• **Selection**

Donald Trump’s allegation of Barack Obama wiretaps clearly shows that unless someone within the Trump circle removes his access to Twitter immediately, Trump will be the first world leader who committed political suicide by tweet.
Hammond’s vocational plans need to go further
Philip Hammond's proposal to beef up the value of vocational qualifications is to be lauded. But the measures need to go hand-in-hand with protecting artisan income. In the UK skilled, time-served tradesmen are undercut by unqualified cowboys. A simple licencing system, as found in France and other EU countries, making it impossible to engage in economic activity without relevant qualifications would protect both the consumer and industry.
Our Government only finds money when it wants to
I know we are stuck with a right-wing Government and we should not be surprised at anything they do. Yet it is particularly striking that they can decide to double the funding of the royal family in 13 minutes but can only sit on their hands and offer a string of excuses over the state of social care and the health service over many months.

• **Written exercise**
Please quote the readers' letters starting at "Hammond’s vocational plans" and ending at "over many months.". You will not need the rows.

• **Records pointing to named objects**
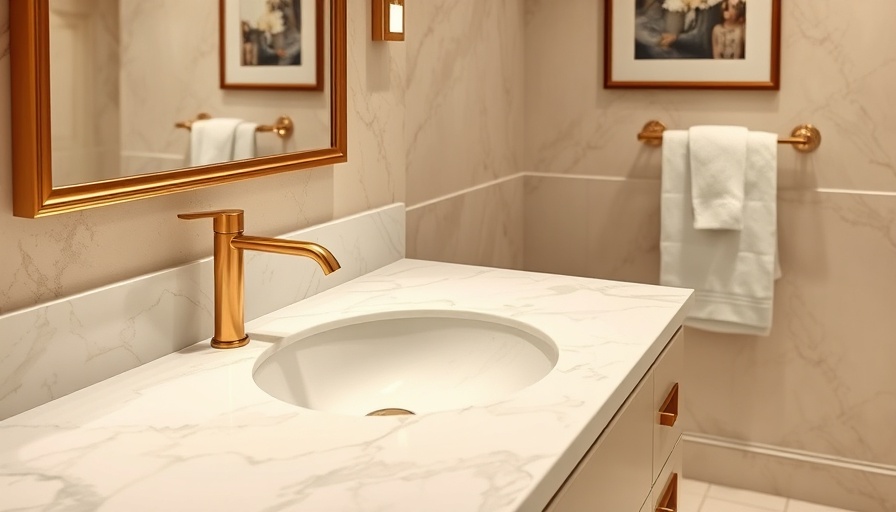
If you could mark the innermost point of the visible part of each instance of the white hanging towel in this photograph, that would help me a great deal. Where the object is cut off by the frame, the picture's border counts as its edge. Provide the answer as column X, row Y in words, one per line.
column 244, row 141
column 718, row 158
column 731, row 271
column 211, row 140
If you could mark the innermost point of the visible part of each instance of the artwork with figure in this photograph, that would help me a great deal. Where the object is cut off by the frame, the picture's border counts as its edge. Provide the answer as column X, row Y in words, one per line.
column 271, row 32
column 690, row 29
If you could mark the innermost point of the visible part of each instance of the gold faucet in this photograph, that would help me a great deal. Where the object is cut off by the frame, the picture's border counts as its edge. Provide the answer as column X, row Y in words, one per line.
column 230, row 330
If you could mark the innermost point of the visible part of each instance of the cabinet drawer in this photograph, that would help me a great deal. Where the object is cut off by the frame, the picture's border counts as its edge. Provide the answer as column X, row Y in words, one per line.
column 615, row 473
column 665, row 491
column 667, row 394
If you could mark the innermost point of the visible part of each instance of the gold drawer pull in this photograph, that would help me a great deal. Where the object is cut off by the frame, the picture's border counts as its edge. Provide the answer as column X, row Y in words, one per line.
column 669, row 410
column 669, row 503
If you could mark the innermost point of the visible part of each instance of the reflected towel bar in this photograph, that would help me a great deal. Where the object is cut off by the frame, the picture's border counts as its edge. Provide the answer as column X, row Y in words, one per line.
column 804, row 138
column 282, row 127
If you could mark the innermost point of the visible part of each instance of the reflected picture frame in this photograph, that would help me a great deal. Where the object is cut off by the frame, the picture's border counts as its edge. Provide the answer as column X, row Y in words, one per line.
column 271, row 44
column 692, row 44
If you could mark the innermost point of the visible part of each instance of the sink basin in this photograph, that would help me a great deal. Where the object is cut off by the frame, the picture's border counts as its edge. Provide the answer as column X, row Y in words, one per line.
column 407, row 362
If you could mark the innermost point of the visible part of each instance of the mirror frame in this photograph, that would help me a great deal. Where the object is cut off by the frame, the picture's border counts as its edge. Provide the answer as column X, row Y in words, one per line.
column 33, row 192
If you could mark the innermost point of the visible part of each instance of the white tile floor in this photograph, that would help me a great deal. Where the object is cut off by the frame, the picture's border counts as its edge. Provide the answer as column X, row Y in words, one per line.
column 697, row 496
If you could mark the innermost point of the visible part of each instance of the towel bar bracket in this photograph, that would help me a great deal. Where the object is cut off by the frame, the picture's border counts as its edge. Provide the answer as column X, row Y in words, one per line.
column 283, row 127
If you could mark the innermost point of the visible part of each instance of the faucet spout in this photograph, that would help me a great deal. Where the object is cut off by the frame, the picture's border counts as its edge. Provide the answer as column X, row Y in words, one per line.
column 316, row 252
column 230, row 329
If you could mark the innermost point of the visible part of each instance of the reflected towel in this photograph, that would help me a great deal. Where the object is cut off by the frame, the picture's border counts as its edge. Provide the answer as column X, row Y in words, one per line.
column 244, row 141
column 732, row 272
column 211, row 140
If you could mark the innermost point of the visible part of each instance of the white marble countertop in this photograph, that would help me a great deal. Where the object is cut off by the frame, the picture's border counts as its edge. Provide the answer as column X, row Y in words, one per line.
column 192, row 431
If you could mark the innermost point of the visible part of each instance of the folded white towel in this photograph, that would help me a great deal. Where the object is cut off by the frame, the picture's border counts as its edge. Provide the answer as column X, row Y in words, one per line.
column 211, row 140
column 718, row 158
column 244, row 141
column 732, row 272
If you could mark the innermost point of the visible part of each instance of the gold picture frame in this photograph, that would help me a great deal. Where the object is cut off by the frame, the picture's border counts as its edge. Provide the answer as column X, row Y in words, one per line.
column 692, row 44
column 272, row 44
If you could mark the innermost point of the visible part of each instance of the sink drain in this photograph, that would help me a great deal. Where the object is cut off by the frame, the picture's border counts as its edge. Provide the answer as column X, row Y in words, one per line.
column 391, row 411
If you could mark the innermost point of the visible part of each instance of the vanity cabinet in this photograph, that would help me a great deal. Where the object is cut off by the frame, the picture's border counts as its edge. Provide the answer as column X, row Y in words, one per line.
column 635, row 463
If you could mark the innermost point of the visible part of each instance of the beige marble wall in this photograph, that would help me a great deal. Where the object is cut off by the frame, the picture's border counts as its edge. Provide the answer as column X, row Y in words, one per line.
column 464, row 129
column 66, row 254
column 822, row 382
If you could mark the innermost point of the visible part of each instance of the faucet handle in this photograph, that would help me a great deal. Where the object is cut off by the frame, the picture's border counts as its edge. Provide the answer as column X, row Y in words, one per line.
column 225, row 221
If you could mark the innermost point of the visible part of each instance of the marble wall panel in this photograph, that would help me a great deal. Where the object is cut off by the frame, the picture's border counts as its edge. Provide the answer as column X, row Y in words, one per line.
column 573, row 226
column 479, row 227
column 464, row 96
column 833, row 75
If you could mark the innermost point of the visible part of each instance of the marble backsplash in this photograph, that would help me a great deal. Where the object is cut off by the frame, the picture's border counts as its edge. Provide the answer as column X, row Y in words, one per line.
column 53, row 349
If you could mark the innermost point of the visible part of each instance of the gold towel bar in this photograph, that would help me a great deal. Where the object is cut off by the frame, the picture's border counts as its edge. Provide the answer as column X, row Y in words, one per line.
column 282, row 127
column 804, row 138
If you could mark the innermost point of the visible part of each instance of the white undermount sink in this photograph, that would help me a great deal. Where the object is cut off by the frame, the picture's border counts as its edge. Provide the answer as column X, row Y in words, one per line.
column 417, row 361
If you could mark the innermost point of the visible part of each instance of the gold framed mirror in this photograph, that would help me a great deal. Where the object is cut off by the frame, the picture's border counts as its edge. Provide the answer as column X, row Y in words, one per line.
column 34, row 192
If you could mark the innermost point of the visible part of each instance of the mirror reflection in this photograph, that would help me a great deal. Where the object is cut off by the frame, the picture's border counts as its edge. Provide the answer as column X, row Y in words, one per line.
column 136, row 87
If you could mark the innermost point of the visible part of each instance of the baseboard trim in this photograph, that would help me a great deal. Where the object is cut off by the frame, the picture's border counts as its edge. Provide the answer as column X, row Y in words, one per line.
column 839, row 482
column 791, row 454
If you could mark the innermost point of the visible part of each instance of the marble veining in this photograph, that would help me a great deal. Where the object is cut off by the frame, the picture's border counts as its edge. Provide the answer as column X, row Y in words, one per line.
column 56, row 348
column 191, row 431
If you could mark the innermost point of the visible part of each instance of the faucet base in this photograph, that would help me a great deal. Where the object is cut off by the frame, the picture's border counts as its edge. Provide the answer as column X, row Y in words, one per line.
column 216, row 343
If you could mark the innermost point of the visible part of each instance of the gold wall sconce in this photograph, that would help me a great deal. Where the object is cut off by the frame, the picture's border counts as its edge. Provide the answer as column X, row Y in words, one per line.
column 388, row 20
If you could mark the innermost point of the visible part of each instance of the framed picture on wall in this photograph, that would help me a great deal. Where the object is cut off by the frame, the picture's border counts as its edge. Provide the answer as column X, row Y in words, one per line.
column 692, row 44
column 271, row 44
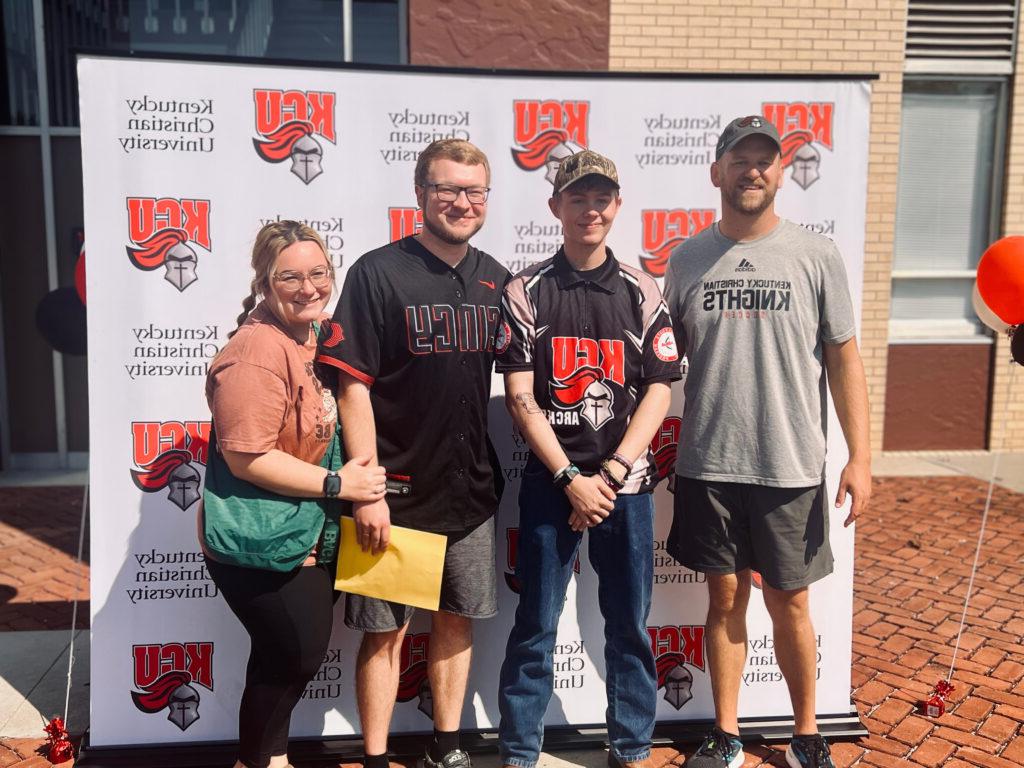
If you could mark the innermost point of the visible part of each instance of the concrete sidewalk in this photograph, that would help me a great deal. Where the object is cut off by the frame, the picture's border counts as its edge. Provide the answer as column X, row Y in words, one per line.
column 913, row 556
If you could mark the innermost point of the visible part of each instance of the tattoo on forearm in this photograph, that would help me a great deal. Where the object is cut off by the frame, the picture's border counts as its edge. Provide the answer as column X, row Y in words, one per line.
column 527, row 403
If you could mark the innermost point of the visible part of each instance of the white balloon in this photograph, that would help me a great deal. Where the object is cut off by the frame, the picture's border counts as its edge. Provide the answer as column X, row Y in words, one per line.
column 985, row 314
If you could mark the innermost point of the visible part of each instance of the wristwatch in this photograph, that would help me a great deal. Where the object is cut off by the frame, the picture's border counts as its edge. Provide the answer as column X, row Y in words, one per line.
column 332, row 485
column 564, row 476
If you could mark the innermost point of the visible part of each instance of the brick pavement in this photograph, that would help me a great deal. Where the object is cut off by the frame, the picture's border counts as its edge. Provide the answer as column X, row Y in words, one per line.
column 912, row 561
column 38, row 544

• **Solution to the problem**
Hammond’s vocational plans need to go further
Philip Hammond's proposal to beef up the value of vocational qualifications is to be lauded. But the measures need to go hand-in-hand with protecting artisan income. In the UK skilled, time-served tradesmen are undercut by unqualified cowboys. A simple licencing system, as found in France and other EU countries, making it impossible to engage in economic activity without relevant qualifications would protect both the consumer and industry.
Our Government only finds money when it wants to
I know we are stuck with a right-wing Government and we should not be surprised at anything they do. Yet it is particularly striking that they can decide to double the funding of the royal family in 13 minutes but can only sit on their hands and offer a string of excuses over the state of social care and the health service over many months.